* _Data extracts_
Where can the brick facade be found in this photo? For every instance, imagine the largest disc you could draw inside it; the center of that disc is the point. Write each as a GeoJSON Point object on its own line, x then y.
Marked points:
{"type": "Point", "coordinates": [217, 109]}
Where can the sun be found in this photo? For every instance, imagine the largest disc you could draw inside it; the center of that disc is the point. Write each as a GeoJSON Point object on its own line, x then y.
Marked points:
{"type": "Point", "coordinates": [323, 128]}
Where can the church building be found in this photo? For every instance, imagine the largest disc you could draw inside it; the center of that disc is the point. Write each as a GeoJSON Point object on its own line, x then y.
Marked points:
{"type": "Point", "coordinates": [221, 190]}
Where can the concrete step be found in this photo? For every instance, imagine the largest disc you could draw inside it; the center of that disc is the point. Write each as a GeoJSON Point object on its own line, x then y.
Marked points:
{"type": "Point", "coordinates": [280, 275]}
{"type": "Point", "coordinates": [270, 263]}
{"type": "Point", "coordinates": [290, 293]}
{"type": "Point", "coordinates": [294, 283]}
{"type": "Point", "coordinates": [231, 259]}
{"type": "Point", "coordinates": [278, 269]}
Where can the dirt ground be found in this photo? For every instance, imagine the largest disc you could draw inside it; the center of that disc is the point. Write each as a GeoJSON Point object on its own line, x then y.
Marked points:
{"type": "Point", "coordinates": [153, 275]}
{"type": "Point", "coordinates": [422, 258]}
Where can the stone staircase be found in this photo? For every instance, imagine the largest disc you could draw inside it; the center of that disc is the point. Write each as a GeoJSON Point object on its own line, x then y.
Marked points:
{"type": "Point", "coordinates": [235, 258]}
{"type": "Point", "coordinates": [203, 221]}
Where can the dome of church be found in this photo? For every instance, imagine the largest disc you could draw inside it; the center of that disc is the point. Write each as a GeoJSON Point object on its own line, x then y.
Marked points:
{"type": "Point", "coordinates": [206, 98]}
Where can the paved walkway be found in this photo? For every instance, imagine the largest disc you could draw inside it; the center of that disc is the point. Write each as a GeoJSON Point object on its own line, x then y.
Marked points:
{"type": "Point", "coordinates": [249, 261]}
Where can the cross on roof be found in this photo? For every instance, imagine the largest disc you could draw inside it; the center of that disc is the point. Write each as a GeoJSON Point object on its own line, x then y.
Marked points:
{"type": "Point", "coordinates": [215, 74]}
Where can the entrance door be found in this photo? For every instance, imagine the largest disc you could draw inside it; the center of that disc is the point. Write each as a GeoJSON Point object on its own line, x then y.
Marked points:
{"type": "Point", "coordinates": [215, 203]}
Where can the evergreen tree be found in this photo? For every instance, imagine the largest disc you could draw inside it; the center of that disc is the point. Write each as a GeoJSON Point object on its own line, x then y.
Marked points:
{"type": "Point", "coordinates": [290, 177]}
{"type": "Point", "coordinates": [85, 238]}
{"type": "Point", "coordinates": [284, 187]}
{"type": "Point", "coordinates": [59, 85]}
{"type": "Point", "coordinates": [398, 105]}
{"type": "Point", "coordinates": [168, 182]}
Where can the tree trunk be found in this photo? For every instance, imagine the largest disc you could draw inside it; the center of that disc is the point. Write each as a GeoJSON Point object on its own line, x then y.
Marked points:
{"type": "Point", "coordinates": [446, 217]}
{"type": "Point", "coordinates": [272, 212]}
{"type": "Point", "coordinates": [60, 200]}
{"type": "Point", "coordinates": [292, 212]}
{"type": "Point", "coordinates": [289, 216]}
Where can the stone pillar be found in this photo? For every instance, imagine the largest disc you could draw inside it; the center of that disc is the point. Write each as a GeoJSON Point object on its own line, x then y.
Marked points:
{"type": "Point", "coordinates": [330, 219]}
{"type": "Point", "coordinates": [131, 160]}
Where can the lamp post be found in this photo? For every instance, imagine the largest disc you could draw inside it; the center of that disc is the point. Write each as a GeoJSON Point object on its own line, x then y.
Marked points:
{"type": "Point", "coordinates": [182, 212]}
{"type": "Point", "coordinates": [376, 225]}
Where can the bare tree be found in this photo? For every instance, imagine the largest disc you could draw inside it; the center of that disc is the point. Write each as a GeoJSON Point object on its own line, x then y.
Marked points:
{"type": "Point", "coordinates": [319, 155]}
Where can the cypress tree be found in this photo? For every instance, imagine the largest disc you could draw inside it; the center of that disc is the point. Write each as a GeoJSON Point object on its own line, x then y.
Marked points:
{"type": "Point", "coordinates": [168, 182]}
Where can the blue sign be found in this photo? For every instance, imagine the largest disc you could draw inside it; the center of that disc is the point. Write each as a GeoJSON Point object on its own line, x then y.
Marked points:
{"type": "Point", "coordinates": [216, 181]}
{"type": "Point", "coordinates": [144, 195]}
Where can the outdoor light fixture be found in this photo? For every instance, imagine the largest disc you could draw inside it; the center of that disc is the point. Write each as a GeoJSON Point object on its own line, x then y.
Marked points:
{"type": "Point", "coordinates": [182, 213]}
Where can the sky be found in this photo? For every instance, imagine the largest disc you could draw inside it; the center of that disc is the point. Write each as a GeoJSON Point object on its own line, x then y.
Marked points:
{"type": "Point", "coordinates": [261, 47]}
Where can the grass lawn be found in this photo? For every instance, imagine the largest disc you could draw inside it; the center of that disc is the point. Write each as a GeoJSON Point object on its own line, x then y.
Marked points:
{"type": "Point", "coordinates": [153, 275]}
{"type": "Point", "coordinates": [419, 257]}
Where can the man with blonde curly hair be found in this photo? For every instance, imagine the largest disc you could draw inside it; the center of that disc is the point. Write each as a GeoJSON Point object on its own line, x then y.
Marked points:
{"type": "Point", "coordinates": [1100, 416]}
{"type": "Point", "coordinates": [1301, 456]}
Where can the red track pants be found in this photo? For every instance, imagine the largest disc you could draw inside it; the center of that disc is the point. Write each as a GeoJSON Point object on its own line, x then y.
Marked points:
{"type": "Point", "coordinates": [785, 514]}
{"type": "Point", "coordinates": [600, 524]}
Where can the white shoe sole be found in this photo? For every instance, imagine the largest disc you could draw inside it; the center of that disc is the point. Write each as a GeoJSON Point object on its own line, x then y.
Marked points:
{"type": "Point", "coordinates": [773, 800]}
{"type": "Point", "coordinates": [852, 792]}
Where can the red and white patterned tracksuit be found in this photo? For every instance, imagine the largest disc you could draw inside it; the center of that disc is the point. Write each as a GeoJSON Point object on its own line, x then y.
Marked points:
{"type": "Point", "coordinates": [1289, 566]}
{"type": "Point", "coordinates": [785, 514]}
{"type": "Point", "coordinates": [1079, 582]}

* _Problem requirements_
Output the records above precisely.

* _Task solution_
Where can the brick facade be found in this photo? For every instance, imagine the largest disc you could draw inside it; the center of that disc is the point. Write each as a GeoJSON Point object on its own line, x then y.
Marked points:
{"type": "Point", "coordinates": [217, 109]}
Where can the sun be found in this photo? For every instance, imagine the largest disc you could draw inside it; the center of that disc is the point. Write each as a GeoJSON Point object on its own line, x then y.
Marked points:
{"type": "Point", "coordinates": [323, 128]}
Where can the church building be found in this photo? For every instance, imagine the largest disc you could draw inside it; the center of that disc is the point. Write each as a GeoJSON Point object on its own line, x then y.
Marked points:
{"type": "Point", "coordinates": [221, 190]}
Where can the concrete step be found in this photo? For every instance, imagine the largest disc you could draw inside it; the center of that disc is the point. Write each as a GeoJSON Point object on its own line, x then y.
Marked points:
{"type": "Point", "coordinates": [280, 275]}
{"type": "Point", "coordinates": [270, 263]}
{"type": "Point", "coordinates": [290, 293]}
{"type": "Point", "coordinates": [294, 283]}
{"type": "Point", "coordinates": [231, 259]}
{"type": "Point", "coordinates": [278, 269]}
Where can the dirt ground be found in this photo? For every instance, imagine the largest disc you could draw inside it; the center of that disc is the point. Write each as a GeoJSON Point object on its own line, x then y.
Marked points:
{"type": "Point", "coordinates": [153, 275]}
{"type": "Point", "coordinates": [422, 258]}
Where can the stone staircase be found in this photo? For every instance, imagine the largest disc you could draw inside it; the center of that disc is the point. Write each as a GeoJSON Point object on its own line, x then y.
Marked points:
{"type": "Point", "coordinates": [235, 258]}
{"type": "Point", "coordinates": [203, 221]}
Where can the dome of church be found in this photo? For every instance, imagine the largest disc you could draw inside it; the center of that disc is the point. Write each as a GeoJSON Point object on its own line, x then y.
Marked points:
{"type": "Point", "coordinates": [206, 98]}
Where can the paved walkway be found in this photo? For every instance, imagine the largest disc you could draw inside it; the center of that disc is the point. Write each as a GeoJSON Point object on its own line, x then y.
Marked points:
{"type": "Point", "coordinates": [249, 261]}
Where can the cross on roof be found in this photo? For every instance, imagine the largest disc you could draw inside it; the center of that disc is the point. Write each as a GeoJSON Point object on its own line, x then y.
Marked points:
{"type": "Point", "coordinates": [215, 74]}
Where can the entrance door be found in this photo? For every instance, imagine the largest disc you could draw inside it; the center of that disc is the point. Write each as a GeoJSON Point object on its own line, x then y.
Marked points:
{"type": "Point", "coordinates": [215, 203]}
Where can the evergreen tree be found in this photo? For every instance, imagine the largest disc you could draw inside it; the center of that disc is the point. Write each as a GeoJSON Point object on its own line, x then y.
Marked points:
{"type": "Point", "coordinates": [290, 177]}
{"type": "Point", "coordinates": [85, 238]}
{"type": "Point", "coordinates": [284, 187]}
{"type": "Point", "coordinates": [59, 85]}
{"type": "Point", "coordinates": [398, 105]}
{"type": "Point", "coordinates": [168, 182]}
Where can the tree trunk be found in this photo? For every instance, imagine the largest disc you could draw inside it; the center of that disc is the point. Write each as a GeoJSON Point object on its own line, x then y.
Marked points:
{"type": "Point", "coordinates": [446, 217]}
{"type": "Point", "coordinates": [272, 212]}
{"type": "Point", "coordinates": [60, 200]}
{"type": "Point", "coordinates": [292, 212]}
{"type": "Point", "coordinates": [289, 216]}
Where can the stone pillar be found in this photo? For every instance, imagine the largest disc you could draw inside it; the center of that disc is the point. Write each as a GeoJSON Point object on its own line, x then y.
Marked points:
{"type": "Point", "coordinates": [330, 219]}
{"type": "Point", "coordinates": [131, 160]}
Where can the lamp post be found in this photo? For every instance, imagine the largest disc you could draw inside it; the center of that disc is the point. Write each as a GeoJSON Point object on its own line, x then y.
Marked points:
{"type": "Point", "coordinates": [182, 212]}
{"type": "Point", "coordinates": [376, 225]}
Where can the bare tree be found in this photo? For every instance, imagine the largest disc you could draw inside it; the center of that disc is the point. Write each as a GeoJSON Point object on its own line, x then y.
Marked points:
{"type": "Point", "coordinates": [319, 155]}
Where can the cypress tree be found in this photo? For every instance, imagine the largest disc you could draw inside it; the center of that disc is the point. Write each as a GeoJSON Point object on its own line, x then y.
Marked points:
{"type": "Point", "coordinates": [168, 182]}
Where can the blue sign be found in this photo? For every instance, imagine the largest disc you could draw inside it; the center of that disc is the point. Write each as a GeoJSON Point object on its own line, x then y.
Marked points:
{"type": "Point", "coordinates": [216, 181]}
{"type": "Point", "coordinates": [144, 195]}
Where can the outdoor light fixture be found in this photo? For every instance, imagine the largest disc you could draw inside it; the center of that disc is the point. Write each as a GeoJSON Point object on its own line, x then y.
Marked points:
{"type": "Point", "coordinates": [182, 213]}
Where can the sky be found in this photo? For every instance, imagine the largest disc you could draw inside it; the center of that disc is the point. Write each as a GeoJSON Point object on its own line, x then y.
Marked points:
{"type": "Point", "coordinates": [261, 47]}
Where can the grass lawn be found in this photo? For every instance, imagine the largest disc you could draw inside it; the center of that disc is the point. Write each as a GeoJSON Point object on its own line, x then y.
Marked points:
{"type": "Point", "coordinates": [153, 275]}
{"type": "Point", "coordinates": [419, 257]}
Where can the man with blonde curly hair be found in this photo? For every instance, imagine the largest disc you could draw inside it; the center of that disc is the point. Write each as a GeoJSON Point object on its own line, x then y.
Marked points:
{"type": "Point", "coordinates": [1100, 416]}
{"type": "Point", "coordinates": [1301, 456]}
Where can the red track pants be found in this photo? For every instance, imagine the largest disc you could draw inside it; the center of that disc is the point. Write each as a GeoJSON Point object on its own line, x then y.
Marked points:
{"type": "Point", "coordinates": [785, 514]}
{"type": "Point", "coordinates": [600, 524]}
Where can the white shoe sole be found in this photo? For every instance, imagine the largest disc you could draw inside it; the center of that disc is the point. Write each as a GeoJSON Point object on its own line, x then y.
Marked points:
{"type": "Point", "coordinates": [773, 800]}
{"type": "Point", "coordinates": [852, 792]}
Where can the red and white patterned tracksuit be found in this photo? For every instance, imagine the largest disc you could draw inside it; the center of that disc is the point. Write each as a GeoJSON Point object on its own line, x then y.
Marked points:
{"type": "Point", "coordinates": [1289, 566]}
{"type": "Point", "coordinates": [785, 514]}
{"type": "Point", "coordinates": [1079, 582]}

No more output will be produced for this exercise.